Ostensibly, the 2020 Academy Award-winning South Korean film “Parasite” seems to depict the problems of a polarized society here, sharply divided between the rich and the poor. That was why Korean left-wing politicians hailed the movie as a victory of socialism over capitalism and tried to use the movie’s international recognition for political gain so that they can win the upcoming election in April.
After watching the movie, however, viewers realize that such a view is only partially right. Indeed, in “Parasite” there is no conspicuous conflict between the rich and the poor. On the contrary, if anything, the rich Park family tries to help the poor Kims, who are happy savoring the extravagant lifestyle available at Parks’ luxurious mansion.
However, their peace is shattered when they encounter a man in the basement bunk of the mansion. The man turns out to be the former housekeeper’s husband who is hiding from his creditors. While the two poor families clash and try to eliminate each other, they all go down, dragging even the benevolent rich family into total destruction.
Parasite is a hilarious comedy or a tragicomedy about a poor family’s plot to climb the ladder of social and financial ascension that ends in tragedy. While watching the movie, viewers cannot but help laugh at numerous funny scenes and witty dialogues up until the ending credits. The sad thing is that the poor Kim family’s scheme to take over the Park’s mansion is doomed to fail because it accommodates forgery, fraud and slander, not conscientious hard work.
Their caper begins as Kim Ki-woo fakes a university certificate to pretend he is a college student so that he can get a part-time job as an English tutor for a daughter of the Park family. Then, gradually, the Kim family hatches a plot to infiltrate the home of the Parks. First, Ki-woo recommends his sister Ki-jung to Mrs. Park, who does not know their relation, to be an art therapist for her young son. Then Ki-jung recommends her father Ki-taek to be the Park family’s chauffeur. Ki-taek, in turn, recommends his wife Chung-sook to be the housekeeper of the Park family, all under false pretenses and fake names.
In order to take over the home of the Parks, the Kim family maliciously slanders the chauffeur and housekeeper who originally work for the Park family. Due to the Kim family’s wicked conspiracy, the two innocent people lose their jobs. In order to step up financially, the Kim family does not hesitate to step on other poor people ruthlessly. Yet, they have neither remorse nor a sense of guilt for their immoral behavior.
In “Parasite,” the poor Kims are perpetrators and the rich Parks are victims. The poor are avaricious and malevolent, whereas the rich are gullible and benevolent. Indeed, the Parks never attempt to do any harm to the poor Kim family. In this movie, the poor family exploits the rich one, not the other way around. Therefore, “Parasite” is the inversion of socialism or Marxism, not a praise for it. Indeed, it takes the side of neither the poor nor the rich. Rather, it exhibits a mutually dependent relationship between the rich and the poor, or between the host and the parasite.

» **DIRECTIONS**
1) Retype the passage of the essay on the film "Parasite" starting with "After watching the" and going on through "into total destruction.".
2) Answer these questions from the essay on the film "Parasite":
(a) Who does the man found in the basement bunk of the mansion turn out to be?
(b) What part-time job does Kim Ki-woo get with the Park family?
(c) Whom does Ki-jung recommend to be the Park family's chauffeur?
3) Write what comes next in the essay on the film "Parasite", starting after its last sentence.
The rows that come after this were taken from a separate source.

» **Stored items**
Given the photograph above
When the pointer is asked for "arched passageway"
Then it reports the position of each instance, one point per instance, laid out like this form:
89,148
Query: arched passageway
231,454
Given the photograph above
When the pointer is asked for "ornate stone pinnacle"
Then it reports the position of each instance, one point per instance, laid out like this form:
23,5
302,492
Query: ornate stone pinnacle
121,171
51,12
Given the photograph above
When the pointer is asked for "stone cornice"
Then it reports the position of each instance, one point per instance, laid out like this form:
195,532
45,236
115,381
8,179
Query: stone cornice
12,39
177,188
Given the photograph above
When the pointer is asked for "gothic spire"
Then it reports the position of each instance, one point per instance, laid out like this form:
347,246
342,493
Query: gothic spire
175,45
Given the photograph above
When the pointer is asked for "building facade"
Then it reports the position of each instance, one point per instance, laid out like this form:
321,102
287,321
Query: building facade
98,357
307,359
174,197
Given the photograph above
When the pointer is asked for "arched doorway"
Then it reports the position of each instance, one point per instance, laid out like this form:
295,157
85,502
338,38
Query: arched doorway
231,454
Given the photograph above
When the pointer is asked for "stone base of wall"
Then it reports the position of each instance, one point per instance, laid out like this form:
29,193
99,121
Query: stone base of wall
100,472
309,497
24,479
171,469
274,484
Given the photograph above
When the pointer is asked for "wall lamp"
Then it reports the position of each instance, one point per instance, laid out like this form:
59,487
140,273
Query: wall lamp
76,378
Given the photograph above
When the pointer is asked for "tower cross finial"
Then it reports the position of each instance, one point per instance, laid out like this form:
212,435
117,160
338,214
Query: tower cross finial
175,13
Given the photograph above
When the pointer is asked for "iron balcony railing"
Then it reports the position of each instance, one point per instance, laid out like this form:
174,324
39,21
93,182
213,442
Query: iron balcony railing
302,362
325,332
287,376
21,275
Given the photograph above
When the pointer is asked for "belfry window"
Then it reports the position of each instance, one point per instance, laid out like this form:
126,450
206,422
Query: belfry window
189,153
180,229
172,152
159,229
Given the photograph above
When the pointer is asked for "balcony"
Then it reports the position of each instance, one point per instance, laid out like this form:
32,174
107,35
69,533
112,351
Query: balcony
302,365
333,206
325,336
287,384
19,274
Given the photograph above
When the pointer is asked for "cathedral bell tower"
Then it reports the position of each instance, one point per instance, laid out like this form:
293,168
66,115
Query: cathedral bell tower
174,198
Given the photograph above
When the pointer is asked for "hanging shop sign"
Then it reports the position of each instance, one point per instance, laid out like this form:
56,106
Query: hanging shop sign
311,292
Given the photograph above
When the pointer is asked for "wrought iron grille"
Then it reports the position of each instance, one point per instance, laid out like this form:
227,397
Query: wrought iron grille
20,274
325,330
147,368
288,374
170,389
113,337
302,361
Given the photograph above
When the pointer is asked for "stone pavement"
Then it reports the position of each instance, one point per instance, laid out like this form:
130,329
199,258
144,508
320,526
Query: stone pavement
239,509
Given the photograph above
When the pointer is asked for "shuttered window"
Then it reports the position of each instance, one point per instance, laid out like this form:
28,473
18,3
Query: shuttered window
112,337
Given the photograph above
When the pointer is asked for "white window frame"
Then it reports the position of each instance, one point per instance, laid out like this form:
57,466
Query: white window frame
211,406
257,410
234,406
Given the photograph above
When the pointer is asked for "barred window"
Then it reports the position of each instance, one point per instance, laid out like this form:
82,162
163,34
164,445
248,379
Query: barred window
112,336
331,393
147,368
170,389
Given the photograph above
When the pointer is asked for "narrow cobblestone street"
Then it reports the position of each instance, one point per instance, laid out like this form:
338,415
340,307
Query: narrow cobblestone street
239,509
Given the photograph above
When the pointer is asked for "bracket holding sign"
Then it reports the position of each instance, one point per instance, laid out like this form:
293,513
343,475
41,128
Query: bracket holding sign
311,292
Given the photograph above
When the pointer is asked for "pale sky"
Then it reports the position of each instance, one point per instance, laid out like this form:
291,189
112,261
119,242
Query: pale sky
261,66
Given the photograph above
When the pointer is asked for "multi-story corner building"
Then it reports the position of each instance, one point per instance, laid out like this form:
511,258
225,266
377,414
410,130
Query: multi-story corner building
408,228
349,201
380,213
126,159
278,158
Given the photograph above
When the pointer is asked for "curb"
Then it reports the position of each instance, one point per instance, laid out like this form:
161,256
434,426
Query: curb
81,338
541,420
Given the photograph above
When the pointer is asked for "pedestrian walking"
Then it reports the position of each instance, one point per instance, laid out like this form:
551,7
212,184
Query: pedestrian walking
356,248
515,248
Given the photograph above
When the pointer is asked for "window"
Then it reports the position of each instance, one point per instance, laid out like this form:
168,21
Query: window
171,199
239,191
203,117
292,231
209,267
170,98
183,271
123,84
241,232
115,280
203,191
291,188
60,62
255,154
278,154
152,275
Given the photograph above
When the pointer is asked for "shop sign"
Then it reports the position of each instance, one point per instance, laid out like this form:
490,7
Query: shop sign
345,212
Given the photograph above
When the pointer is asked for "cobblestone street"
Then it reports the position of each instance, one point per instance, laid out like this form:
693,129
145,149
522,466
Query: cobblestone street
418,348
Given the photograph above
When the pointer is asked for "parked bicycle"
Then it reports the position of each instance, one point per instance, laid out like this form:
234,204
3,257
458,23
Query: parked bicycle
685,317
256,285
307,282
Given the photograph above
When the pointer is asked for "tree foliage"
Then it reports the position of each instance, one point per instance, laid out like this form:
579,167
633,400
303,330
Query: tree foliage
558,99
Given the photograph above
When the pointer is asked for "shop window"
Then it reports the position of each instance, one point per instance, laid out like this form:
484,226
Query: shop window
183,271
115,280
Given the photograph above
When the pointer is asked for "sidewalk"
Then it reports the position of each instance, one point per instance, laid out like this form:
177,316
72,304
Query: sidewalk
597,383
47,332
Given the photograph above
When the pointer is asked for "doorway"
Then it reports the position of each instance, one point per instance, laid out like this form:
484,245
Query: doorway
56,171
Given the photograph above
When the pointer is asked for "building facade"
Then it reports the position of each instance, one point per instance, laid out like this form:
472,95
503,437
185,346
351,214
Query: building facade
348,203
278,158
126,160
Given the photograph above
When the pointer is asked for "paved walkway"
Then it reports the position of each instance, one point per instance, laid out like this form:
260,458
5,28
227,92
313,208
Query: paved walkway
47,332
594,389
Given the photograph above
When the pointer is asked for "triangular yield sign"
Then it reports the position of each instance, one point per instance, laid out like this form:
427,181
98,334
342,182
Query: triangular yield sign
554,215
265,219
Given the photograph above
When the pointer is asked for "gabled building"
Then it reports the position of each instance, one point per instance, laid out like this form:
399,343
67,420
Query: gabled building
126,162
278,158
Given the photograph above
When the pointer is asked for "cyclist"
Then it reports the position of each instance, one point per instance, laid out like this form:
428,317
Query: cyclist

» **ANSWERS TO THE TASKS**
1)
After watching the movie, however, viewers realize that such a view is only partially right. Indeed, in “Parasite” there is no conspicuous conflict between the rich and the poor. On the contrary, if anything, the rich Park family tries to help the poor Kims, who are happy savoring the extravagant lifestyle available at Parks’ luxurious mansion.
However, their peace is shattered when they encounter a man in the basement bunk of the mansion. The man turns out to be the former housekeeper’s husband who is hiding from his creditors. While the two poor families clash and try to eliminate each other, they all go down, dragging even the benevolent rich family into total destruction.

2)
(a) The former housekeeper's husband, who is hiding from his creditors.
(b) English tutor for a daughter of the Park family.
(c) Her father, Ki-taek.

3)
The conversation between Ki-taek and Chung-sook illuminates the situation. To her husband Ki-taek who says, referring to Mrs. Park, “She is rich, but still nice,” Chung-sook replies, “Not ‘rich’ because she is nice. ‘Nice’ because she is rich.” Then, Ki-taek agrees, “Rich people are nice and have no resentment.” These dialogs highlight the underlying themes of “Parasite”; “It is unethical to become a parasite by taking advantage of the host’s innocence and naiveté. It is also immoral to destroy other competing parasites ruthlessly. Finally, if the host dies, parasites die, too.”
The poor Kims daydream that they can take over Park’s luxury mansion someday through marriage. Unfortunately, their daydream cannot come true due to the conflict between the two poor families who live in the semi-basement and in the basement bunker, respectively. The outcome is the destruction of the three families including the rich one. At the end of the movie, a German family purchases the Parks’ mansion. Perhaps the lesson is that if we deceive, slander and fight each other, our society will crumble and foreigners will take over our country.
At the end of “Parasite” Ki-taek, after killing Mr. Park, escapes to the basement bunker of the Parks’ mansion. There he remains a hidden parasite, scavenging food from the refrigerator and sends a message in Morse code to his son. Reading the code, Ki-woo is determined to make money and purchase the mansion to set his father free someday.
In order to avert the inevitable annihilation of our society, we should strive to live together peacefully, helping and caring for each other. Surely, that is the lesson we should learn from “Parasite” and that is what makes this Academy Award-winning movie so great.
Kim Seong-kon is a professor emeritus of English at Seoul National University. -- Ed.